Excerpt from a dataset
************
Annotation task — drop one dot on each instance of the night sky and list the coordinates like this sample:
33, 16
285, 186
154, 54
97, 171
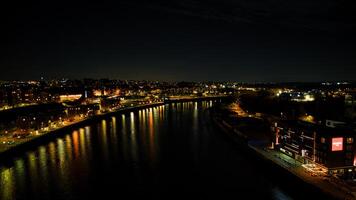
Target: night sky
237, 40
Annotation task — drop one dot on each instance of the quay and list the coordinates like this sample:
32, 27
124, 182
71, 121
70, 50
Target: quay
286, 166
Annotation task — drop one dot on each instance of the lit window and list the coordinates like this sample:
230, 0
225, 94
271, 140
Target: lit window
350, 140
322, 140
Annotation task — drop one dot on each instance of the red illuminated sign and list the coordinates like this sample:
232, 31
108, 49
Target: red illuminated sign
337, 144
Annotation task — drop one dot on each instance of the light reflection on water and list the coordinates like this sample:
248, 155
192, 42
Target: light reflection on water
150, 146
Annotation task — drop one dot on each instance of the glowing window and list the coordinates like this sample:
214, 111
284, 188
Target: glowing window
337, 144
350, 140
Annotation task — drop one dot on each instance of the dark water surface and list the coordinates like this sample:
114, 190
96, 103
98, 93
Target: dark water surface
162, 152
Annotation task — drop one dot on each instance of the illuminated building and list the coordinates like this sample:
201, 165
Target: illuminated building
333, 149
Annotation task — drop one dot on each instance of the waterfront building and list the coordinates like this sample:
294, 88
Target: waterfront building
333, 149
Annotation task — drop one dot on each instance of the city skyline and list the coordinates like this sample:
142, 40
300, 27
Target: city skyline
182, 41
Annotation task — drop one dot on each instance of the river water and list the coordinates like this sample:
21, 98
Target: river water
162, 152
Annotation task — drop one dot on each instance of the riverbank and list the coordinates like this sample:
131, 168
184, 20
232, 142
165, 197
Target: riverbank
284, 165
33, 141
8, 151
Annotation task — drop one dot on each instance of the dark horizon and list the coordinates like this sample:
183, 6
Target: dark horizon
243, 41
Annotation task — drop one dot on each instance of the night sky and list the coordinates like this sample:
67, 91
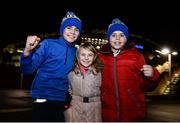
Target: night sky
158, 22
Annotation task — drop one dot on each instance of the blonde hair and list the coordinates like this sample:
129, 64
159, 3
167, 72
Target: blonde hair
96, 64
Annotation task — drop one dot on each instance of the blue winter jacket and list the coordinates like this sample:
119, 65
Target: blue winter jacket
52, 61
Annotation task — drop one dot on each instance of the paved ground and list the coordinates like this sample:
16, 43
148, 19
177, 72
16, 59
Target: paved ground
15, 106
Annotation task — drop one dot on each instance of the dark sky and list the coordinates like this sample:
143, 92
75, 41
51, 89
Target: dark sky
158, 22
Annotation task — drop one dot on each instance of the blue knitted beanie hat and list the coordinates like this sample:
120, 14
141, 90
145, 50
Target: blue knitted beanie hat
115, 26
70, 20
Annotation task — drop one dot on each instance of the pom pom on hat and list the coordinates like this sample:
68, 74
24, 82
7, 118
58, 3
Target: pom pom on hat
115, 26
70, 20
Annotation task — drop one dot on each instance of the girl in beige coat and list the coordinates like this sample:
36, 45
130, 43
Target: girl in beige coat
85, 82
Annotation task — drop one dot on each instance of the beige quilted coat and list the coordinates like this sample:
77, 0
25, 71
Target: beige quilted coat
87, 85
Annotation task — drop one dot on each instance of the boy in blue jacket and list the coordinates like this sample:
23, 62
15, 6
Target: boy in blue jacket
52, 61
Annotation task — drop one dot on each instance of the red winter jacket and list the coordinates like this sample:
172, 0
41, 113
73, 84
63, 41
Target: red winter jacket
123, 86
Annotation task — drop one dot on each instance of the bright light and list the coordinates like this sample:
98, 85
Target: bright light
165, 51
174, 53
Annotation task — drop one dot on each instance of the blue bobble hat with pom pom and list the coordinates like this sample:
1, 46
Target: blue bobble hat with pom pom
70, 20
115, 26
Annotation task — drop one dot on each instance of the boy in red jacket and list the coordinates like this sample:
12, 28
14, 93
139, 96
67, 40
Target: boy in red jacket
125, 77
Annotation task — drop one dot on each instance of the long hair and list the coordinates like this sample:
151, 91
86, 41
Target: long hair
96, 64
************
**GIVEN REQUEST**
Reproduce all of the rows above word for word, from the first to the last. Leave the pictures out of your copy.

**ANSWER TO THE TASK**
Annotation task — drop one dot on each instance of the night sky and list the coordinates like this sample:
33, 16
285, 186
154, 54
97, 171
Target: night sky
237, 40
Annotation task — drop one dot on each instance of the quay and list the coordinates like this sample:
32, 27
124, 182
71, 121
70, 50
Target: quay
286, 166
Annotation task — drop one dot on each instance of the lit window and list the coordinates like this sample:
230, 0
225, 94
271, 140
Target: lit window
350, 140
322, 140
Annotation task — drop one dot on each instance of the red illuminated sign and list the coordinates like this sample:
232, 31
108, 49
Target: red illuminated sign
337, 144
Annotation task — drop one dot on each instance of the light reflection on water and list the coordinates like this sample:
248, 155
192, 42
Target: light reflection on water
150, 146
Annotation task — drop one dot on each instance of the glowing window and list the coordinates like this sample:
214, 111
284, 188
Target: glowing window
337, 144
350, 140
Annotation task — drop one dot on each instance of the dark water surface and list the coordinates like this sample:
114, 190
96, 103
98, 93
Target: dark water surface
162, 152
Annotation task — drop one dot on each instance of the illuminated building and list the coordinates like this sample:
201, 165
Target: illuminated building
333, 149
Annotation task — drop one dot on each instance of the waterfront building and list the coordinates like this sample:
294, 88
Target: waterfront building
333, 149
Annotation task — drop one dot on each instance of the city skyline and list the coordinates like this sample:
142, 40
300, 27
Target: city skyline
182, 41
Annotation task — drop one dot on each instance of the river water and list the coordinates like this sample:
21, 98
Target: river water
162, 152
Annotation task — drop one dot on each instance of the riverbank and list the coordinates like this sample:
131, 168
184, 20
232, 142
165, 197
Target: riverbank
284, 165
33, 141
8, 151
Annotation task — drop one dot on each instance of the dark horizon and list the coordinates like this sample:
183, 6
Target: dark horizon
243, 41
Annotation task — drop one dot on each instance of the night sky and list the coordinates like this sample:
67, 91
Target: night sky
158, 22
Annotation task — drop one dot on each instance of the blonde hair and list the coordinates like this sample:
129, 64
159, 3
167, 72
Target: blonde hair
96, 64
Annotation task — drop one dot on each instance of the blue winter jacket and list the coordinates like this sample:
119, 65
Target: blue winter jacket
52, 61
Annotation task — drop one dot on each instance of the paved ground and list the coordinates like this sample:
16, 43
148, 19
177, 72
16, 59
Target: paved ground
15, 106
Annotation task — drop one dot on each instance of the dark sky and list the coordinates like this sample:
143, 92
75, 41
51, 89
Target: dark sky
158, 22
Annotation task — drop one dot on each instance of the blue knitted beanie hat and list the coordinates like this sample:
120, 14
141, 90
145, 50
Target: blue knitted beanie hat
115, 26
70, 20
Annotation task — drop one dot on each instance of the pom pom on hat and list the coordinates like this sample:
68, 74
24, 82
7, 118
58, 3
Target: pom pom on hat
115, 26
70, 20
Annotation task — drop one dot on each instance of the girl in beige coat and list the coordinates like this sample:
36, 45
130, 43
Target: girl in beige coat
85, 82
Annotation task — drop one dot on each instance of the beige quilted coat and list the coordinates like this sample:
77, 0
25, 71
Target: beige quilted coat
87, 85
Annotation task — drop one dot on each instance of the boy in blue jacket and list the coordinates like this sample:
23, 62
15, 6
Target: boy in blue jacket
52, 61
Annotation task — drop one dot on each instance of the red winter jacket and list the coordinates like this sample:
172, 0
41, 113
73, 84
63, 41
Target: red winter jacket
123, 86
Annotation task — drop one dot on each instance of the bright light and list the coordinates like this sample:
98, 85
Target: bright light
165, 51
174, 53
Annotation task — drop one dot on each instance of the blue bobble hat with pom pom and list the coordinates like this sample:
1, 46
Target: blue bobble hat with pom pom
70, 20
115, 26
Annotation task — drop one dot on each instance of the boy in red jacket and list the coordinates like this sample:
12, 28
14, 93
139, 96
67, 40
Target: boy in red jacket
125, 77
Annotation task — drop one dot on each instance of the long hair and list the coordinates like this sample:
151, 91
86, 41
Target: long hair
96, 64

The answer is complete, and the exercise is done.